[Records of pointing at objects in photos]
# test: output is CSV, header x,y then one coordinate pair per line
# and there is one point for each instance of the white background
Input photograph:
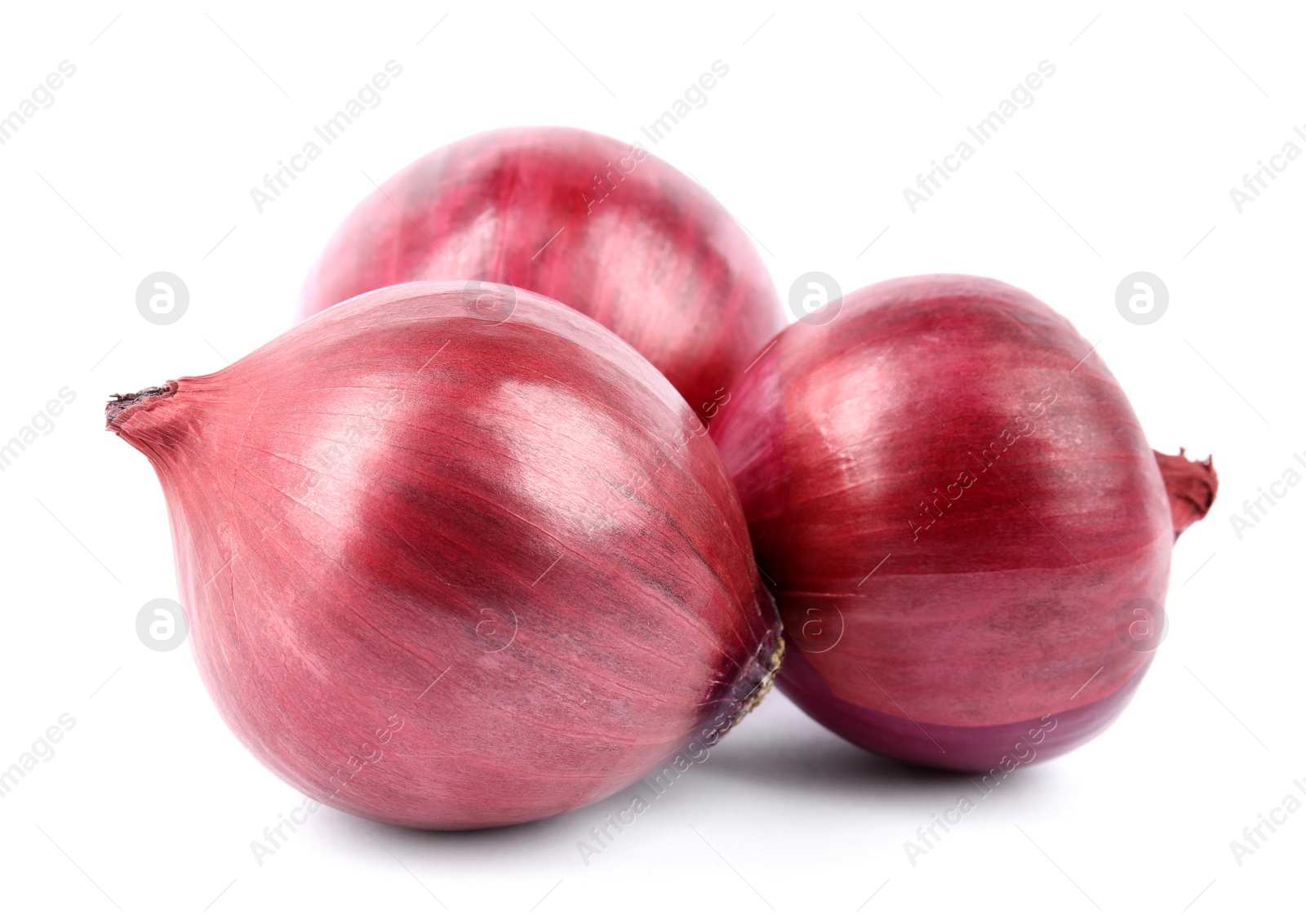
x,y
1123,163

...

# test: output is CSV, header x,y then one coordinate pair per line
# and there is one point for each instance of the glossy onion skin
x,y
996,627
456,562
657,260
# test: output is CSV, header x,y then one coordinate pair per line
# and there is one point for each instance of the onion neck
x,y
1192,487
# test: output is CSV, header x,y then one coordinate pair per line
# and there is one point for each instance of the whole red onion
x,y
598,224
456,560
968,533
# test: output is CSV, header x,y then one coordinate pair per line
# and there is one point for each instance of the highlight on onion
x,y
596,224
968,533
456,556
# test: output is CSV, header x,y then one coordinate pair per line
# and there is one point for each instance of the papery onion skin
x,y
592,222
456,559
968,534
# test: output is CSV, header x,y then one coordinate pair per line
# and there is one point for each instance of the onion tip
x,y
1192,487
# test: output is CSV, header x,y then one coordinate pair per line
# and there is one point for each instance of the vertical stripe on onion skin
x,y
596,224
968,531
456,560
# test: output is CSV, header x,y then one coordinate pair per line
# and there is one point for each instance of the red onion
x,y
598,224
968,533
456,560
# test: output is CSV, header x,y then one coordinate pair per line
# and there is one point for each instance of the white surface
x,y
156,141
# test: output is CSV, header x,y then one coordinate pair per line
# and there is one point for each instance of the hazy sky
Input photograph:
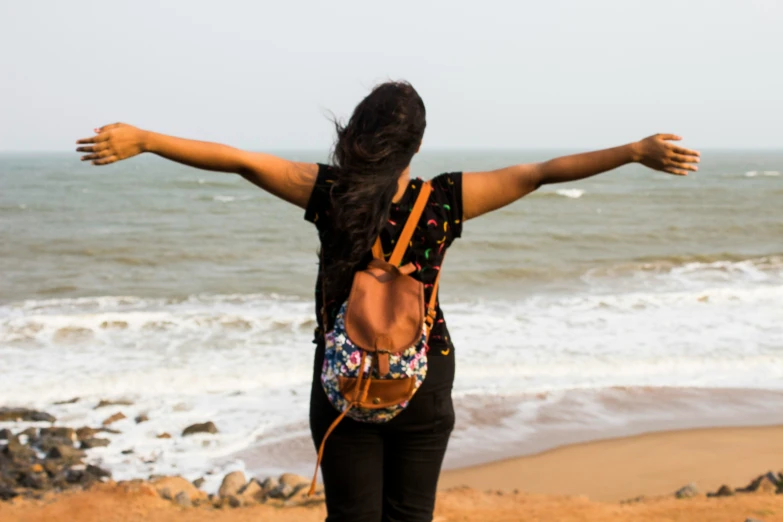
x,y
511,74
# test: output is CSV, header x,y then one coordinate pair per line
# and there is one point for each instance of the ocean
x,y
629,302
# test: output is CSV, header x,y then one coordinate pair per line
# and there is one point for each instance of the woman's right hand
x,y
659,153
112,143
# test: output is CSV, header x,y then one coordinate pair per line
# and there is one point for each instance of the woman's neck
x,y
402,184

- EXERCISE GOAL
Pick out each line of the records that contains the string "skin", with case counting, and copy those lines.

- COMPLETE ANSWER
# and there is one point for each instance of the glossy onion skin
# and there is one point for each instance of the papery onion skin
# and there is one point for each instance of the vertical stripe on onion skin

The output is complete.